Collected data:
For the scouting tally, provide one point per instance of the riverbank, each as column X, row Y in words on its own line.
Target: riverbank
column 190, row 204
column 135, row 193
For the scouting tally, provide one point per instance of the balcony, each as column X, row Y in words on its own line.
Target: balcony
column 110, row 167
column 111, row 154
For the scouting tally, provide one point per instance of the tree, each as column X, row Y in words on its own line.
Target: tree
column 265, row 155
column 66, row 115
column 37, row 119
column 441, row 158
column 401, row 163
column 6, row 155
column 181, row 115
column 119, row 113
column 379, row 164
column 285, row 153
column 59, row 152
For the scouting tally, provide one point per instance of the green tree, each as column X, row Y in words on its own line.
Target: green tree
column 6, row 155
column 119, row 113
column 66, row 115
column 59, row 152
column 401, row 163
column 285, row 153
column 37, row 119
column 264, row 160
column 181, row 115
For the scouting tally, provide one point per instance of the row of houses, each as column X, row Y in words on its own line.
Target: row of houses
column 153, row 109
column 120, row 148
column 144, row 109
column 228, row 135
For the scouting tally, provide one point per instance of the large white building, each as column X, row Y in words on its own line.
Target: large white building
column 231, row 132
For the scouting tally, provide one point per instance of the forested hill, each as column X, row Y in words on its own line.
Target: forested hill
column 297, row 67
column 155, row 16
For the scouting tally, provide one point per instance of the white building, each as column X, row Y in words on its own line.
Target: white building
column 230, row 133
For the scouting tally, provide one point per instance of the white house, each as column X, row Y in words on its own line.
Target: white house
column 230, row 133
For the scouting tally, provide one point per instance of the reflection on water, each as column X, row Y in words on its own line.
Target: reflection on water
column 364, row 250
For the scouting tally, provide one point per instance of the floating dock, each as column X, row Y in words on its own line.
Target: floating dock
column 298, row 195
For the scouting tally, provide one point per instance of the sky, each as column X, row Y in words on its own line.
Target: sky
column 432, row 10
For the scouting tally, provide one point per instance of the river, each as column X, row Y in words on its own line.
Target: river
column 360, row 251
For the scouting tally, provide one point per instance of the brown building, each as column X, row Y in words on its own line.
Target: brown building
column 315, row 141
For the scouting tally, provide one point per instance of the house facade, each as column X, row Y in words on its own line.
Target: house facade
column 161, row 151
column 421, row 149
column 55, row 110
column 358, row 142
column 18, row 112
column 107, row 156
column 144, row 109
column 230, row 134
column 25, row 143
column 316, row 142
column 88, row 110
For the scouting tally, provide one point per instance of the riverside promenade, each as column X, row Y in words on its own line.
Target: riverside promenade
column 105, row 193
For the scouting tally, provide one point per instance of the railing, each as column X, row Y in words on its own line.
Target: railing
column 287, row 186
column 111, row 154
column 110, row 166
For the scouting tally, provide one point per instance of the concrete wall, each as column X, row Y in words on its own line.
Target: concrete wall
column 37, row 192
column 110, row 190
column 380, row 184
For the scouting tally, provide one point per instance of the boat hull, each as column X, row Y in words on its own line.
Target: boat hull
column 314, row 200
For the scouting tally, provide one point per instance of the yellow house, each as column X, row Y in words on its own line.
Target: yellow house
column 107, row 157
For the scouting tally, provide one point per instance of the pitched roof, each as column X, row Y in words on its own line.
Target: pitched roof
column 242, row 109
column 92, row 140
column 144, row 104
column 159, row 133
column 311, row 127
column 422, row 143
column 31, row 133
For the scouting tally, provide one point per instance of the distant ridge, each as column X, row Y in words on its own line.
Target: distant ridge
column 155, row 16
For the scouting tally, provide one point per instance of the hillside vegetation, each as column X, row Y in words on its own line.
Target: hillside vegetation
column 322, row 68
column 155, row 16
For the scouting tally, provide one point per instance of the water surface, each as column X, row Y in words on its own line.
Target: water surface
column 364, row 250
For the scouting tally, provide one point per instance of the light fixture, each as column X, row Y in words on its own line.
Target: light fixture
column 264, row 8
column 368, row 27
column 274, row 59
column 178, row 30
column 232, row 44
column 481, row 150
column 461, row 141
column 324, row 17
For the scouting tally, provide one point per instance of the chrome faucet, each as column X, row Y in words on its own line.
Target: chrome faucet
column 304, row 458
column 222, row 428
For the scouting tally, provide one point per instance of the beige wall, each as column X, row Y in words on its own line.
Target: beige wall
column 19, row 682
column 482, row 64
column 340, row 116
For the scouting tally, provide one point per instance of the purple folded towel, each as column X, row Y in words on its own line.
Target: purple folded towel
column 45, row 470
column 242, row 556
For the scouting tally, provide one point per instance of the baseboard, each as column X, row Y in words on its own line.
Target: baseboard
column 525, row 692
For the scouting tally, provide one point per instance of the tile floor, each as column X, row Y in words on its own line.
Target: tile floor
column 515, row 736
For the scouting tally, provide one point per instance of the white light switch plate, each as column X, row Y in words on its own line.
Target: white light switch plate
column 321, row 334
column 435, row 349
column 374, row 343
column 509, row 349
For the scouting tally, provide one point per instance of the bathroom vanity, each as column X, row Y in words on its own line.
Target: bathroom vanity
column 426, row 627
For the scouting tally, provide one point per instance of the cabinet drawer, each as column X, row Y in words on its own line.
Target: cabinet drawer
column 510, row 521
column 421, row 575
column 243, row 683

• Exercise directions
Please return the rows between the line containing "of houses, each" and the line containing "column 231, row 132", inclusive, copied word for word.

• Right answer
For the scouting tally, provide one point per instance of the row of houses, each as column X, row Y in words on its own line.
Target: row of houses
column 153, row 109
column 120, row 148
column 144, row 109
column 228, row 135
For the scouting tally, provide one point per instance of the large white building, each as column X, row Y in words on its own line.
Target: large white building
column 231, row 132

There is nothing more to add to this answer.